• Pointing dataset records
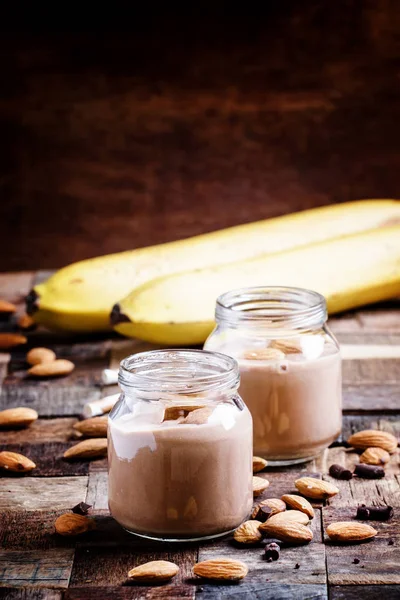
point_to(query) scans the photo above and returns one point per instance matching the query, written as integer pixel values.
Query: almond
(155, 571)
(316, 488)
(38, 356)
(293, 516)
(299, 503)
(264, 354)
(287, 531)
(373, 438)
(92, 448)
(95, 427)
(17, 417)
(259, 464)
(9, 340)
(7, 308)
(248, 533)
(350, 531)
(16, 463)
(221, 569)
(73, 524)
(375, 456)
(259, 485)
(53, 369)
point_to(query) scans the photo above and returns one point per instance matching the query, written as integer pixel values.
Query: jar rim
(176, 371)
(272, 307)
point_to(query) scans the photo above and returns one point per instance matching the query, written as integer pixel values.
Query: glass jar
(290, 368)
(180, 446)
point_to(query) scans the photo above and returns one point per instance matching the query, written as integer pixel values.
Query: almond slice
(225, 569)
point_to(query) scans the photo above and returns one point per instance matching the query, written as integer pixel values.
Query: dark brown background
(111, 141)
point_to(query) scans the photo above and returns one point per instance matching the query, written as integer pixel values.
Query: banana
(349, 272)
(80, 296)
--
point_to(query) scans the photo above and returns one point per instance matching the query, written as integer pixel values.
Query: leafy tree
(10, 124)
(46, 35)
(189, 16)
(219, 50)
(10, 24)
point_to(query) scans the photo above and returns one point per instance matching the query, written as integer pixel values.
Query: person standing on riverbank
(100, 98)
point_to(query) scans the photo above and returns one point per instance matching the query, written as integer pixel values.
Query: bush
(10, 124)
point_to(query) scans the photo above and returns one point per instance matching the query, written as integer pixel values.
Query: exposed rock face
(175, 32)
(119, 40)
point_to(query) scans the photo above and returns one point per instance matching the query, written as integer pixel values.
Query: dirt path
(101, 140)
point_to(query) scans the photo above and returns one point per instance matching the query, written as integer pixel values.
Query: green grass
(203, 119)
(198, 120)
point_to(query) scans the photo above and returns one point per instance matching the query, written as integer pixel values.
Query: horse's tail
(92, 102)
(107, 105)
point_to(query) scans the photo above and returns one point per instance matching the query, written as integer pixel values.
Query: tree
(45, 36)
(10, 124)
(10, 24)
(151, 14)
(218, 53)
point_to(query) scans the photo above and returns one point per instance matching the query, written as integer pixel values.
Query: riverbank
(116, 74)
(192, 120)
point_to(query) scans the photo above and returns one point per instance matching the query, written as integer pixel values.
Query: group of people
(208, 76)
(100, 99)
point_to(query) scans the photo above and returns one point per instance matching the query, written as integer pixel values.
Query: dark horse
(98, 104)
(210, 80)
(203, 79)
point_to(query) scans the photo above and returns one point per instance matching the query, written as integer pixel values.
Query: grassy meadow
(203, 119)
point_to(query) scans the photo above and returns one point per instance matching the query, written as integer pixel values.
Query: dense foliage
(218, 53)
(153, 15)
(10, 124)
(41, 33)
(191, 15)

• TASK OBJECTIVE
Which lines in the data above contain the string "riverbank"? Report each of them in full.

• CORRECT RESULT
Query: person standing on riverbank
Query: riverbank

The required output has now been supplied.